__PROVIDED RECORDS__:
+ + +
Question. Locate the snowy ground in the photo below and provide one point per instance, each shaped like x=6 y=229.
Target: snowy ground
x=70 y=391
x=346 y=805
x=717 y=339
+ + +
__WRITTEN TASK__: Copy the data above line for line, without any alteration.

__EXERCISE ANSWER__:
Question. Locate the snowy ground in the photo below and provide one point per instance, each shaped like x=6 y=229.
Target: snowy ground
x=70 y=391
x=346 y=805
x=717 y=339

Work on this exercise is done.